### TÂCHES À FAIRE
- A) Citez le passage du texte sur le film « L'amour debout », de « Présenté par l’Acid » à « assez savoureusement référencé. ».
- B) Dans les enregistrements, reprenez les lignes allant de la ligne avec « for magnifier handle. » à la ligne avec « [77,81,207,245] » en remplaçant « from scratch » par « from the beginning » sans rien modifier d'autre, et ne donnez que ces lignes.

### EXTRAIT CHOISI
-- -- --

En salles 31/01/2019

À nous deux, Paris ! (“L’amour debout”, de Michaël Dacheux)

Présenté par l’Acid à Cannes et au festival Entrevues de Belfort en 2018, “L’amour debout”, premier long métrage signé Michaël Dacheux, est un roman d’apprentissage séduisant et assez savoureusement référencé.

L’amour debout est, clairement, le film d’un amoureux du cinéma. Son réalisateur Michaël Dacheux confie pourtant s’être fait une culture cinématographique tardivement, dans un cadre scolaire et absolument pas buissonnier. Il avance aussi son penchant pour le cinéma français, et surtout la Nouvelle Vague, ses maîtres et ses émules. Son moyen métrage Sur le départ se plaçait d’ailleurs sous le double parrainage de Rohmer et de Demy, tandis qu’on entendait le regretté René Vautier assurer une voix off dans Commune présence, premier essai oscillant entre documentaire et séquences plus fictionnelles, à la lisière d'un cinéma artisanal, sinon amateur. Un positionnement que le réalisateur, qui aura finalement très peu tourné avant ce premier long (mais en assurant la supervision de nombreux ateliers de pratique), accepte et revendique même parfois, refusant tout naturalisme pour ces récits qu’il entreprend de nous soumettre.

-- -- --

### ENREGISTREMENTS
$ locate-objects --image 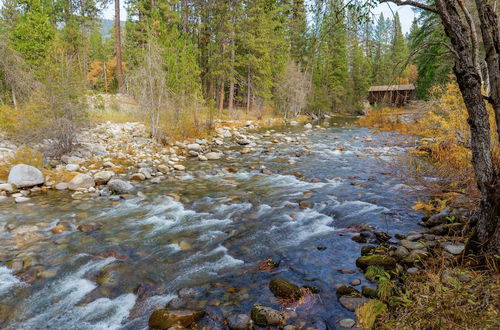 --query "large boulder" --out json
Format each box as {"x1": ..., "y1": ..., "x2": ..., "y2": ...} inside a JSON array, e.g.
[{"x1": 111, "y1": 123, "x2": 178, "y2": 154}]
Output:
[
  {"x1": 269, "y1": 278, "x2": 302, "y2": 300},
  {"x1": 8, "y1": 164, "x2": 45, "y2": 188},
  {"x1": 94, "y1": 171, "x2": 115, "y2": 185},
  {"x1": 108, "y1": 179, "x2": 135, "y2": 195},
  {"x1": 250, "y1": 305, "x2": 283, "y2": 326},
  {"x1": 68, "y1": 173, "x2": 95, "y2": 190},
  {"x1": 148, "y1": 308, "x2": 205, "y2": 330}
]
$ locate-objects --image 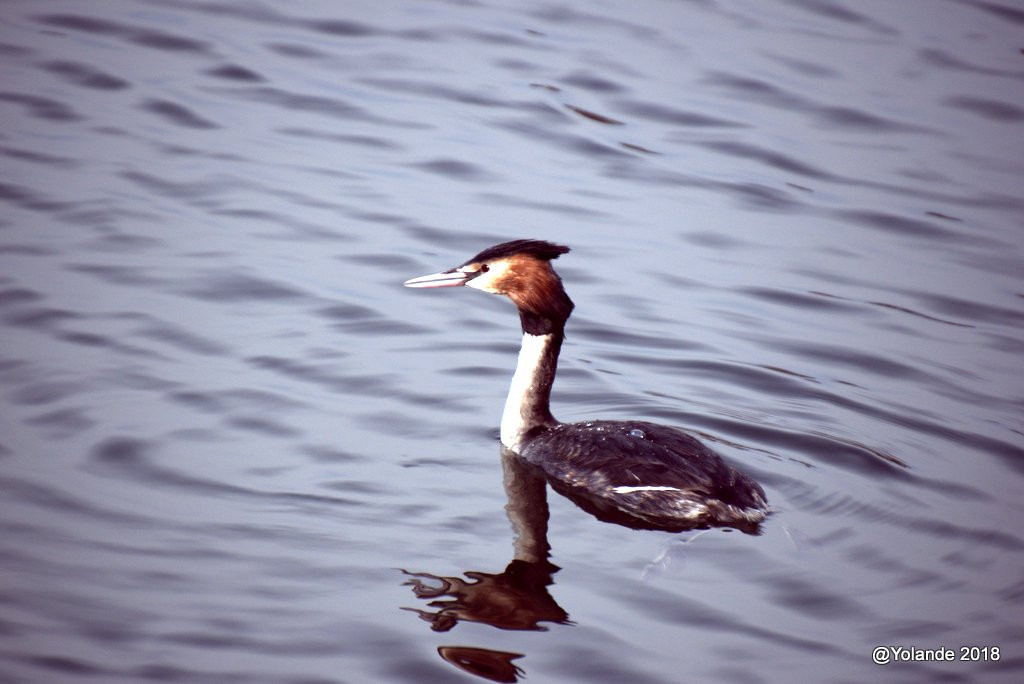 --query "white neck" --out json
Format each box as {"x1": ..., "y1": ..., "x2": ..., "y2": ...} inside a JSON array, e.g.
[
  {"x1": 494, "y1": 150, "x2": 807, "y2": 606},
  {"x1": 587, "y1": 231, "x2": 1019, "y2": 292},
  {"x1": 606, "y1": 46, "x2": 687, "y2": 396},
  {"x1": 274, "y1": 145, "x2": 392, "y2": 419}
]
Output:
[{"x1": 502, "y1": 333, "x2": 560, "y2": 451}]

-- -- --

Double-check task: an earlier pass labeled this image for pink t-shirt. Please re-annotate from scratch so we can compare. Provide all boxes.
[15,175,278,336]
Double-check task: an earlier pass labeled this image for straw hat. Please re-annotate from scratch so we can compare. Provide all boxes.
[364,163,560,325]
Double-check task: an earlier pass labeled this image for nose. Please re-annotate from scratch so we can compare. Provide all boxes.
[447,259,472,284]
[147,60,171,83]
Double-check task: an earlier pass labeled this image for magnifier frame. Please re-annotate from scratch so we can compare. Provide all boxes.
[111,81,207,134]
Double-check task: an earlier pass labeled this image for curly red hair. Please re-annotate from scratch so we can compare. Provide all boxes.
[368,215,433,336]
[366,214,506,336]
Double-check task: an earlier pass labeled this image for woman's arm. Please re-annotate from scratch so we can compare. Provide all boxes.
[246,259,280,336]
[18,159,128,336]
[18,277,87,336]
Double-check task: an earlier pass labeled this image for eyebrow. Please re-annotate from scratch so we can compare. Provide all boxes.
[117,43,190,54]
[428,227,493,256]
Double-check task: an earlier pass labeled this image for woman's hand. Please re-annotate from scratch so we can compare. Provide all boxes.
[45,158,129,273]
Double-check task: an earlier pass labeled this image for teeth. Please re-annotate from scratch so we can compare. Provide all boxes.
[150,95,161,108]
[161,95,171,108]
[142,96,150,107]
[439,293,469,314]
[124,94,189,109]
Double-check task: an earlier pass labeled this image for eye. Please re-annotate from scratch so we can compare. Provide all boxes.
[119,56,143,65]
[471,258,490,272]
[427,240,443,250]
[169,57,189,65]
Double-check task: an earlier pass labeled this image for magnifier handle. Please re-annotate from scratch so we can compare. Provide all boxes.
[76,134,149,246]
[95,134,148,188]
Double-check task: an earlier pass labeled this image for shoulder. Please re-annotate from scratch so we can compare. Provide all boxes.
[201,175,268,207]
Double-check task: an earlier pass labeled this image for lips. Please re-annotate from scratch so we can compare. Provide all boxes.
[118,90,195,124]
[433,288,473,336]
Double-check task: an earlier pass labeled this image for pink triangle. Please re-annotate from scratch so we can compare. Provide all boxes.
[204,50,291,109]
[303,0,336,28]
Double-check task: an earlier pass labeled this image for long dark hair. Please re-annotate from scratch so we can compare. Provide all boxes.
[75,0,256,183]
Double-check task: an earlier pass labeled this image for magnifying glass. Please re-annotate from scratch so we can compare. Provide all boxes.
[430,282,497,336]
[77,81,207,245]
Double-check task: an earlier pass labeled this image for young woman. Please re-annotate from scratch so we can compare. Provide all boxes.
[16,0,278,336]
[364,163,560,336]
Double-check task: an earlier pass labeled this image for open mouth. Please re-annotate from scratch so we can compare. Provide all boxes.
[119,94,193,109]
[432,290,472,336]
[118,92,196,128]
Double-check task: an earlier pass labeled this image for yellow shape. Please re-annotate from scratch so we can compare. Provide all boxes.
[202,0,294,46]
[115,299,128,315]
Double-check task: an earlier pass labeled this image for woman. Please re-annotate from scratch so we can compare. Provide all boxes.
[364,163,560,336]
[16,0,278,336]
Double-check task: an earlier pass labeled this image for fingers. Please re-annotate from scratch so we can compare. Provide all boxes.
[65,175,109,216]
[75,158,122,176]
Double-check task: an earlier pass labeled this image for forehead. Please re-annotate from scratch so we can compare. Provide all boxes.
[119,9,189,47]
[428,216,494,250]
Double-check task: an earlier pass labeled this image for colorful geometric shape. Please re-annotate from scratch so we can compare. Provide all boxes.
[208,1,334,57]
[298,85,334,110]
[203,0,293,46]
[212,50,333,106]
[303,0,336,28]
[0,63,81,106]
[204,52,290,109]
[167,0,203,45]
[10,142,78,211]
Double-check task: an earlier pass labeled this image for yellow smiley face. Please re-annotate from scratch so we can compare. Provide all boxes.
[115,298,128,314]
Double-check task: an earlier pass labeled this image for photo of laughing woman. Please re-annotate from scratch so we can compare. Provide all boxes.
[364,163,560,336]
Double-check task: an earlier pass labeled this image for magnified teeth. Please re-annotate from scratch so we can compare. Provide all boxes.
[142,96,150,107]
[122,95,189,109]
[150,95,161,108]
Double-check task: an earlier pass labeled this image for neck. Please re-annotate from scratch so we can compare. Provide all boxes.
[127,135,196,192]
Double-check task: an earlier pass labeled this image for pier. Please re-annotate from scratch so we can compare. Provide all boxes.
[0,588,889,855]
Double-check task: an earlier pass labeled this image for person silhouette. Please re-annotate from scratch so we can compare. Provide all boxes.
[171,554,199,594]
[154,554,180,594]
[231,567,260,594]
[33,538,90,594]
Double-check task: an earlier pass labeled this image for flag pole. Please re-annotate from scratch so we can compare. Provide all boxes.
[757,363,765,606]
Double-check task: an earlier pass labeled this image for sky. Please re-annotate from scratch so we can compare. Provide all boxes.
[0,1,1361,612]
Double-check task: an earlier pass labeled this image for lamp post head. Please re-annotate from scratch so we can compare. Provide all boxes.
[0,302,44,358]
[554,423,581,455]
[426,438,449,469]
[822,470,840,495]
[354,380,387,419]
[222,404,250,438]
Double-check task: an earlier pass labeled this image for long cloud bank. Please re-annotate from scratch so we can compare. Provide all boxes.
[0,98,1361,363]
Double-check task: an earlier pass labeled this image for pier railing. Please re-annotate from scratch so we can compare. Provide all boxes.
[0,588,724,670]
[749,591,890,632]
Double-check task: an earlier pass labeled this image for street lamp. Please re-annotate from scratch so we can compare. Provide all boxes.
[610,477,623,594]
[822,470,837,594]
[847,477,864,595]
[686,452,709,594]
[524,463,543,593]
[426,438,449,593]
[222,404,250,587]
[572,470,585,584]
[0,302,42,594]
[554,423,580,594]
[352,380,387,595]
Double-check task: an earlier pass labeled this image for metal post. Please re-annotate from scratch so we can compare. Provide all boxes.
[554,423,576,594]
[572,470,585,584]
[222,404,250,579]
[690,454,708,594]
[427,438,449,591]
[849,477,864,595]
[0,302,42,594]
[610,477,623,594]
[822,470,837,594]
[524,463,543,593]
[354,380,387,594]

-- -- --

### RÉPONSES CI-DESSOUS
- A)
Présenté par l’Acid à Cannes et au festival Entrevues de Belfort en 2018, “L’amour debout”, premier long métrage signé Michaël Dacheux, est un roman d’apprentissage séduisant et assez savoureusement référencé.

- B)
Double-check task: an earlier pass labeled this image for magnifier handle. Please re-annotate from the beginning so we can compare. Provide all boxes.
[76,134,149,246]
[95,134,148,188]
Double-check task: an earlier pass labeled this image for shoulder. Please re-annotate from the beginning so we can compare. Provide all boxes.
[201,175,268,207]
Double-check task: an earlier pass labeled this image for lips. Please re-annotate from the beginning so we can compare. Provide all boxes.
[118,90,195,124]
[433,288,473,336]
Double-check task: an earlier pass labeled this image for pink triangle. Please re-annotate from the beginning so we can compare. Provide all boxes.
[204,50,291,109]
[303,0,336,28]
Double-check task: an earlier pass labeled this image for long dark hair. Please re-annotate from the beginning so we can compare. Provide all boxes.
[75,0,256,183]
Double-check task: an earlier pass labeled this image for magnifying glass. Please re-annotate from the beginning so we can compare. Provide all boxes.
[430,282,497,336]
[77,81,207,245]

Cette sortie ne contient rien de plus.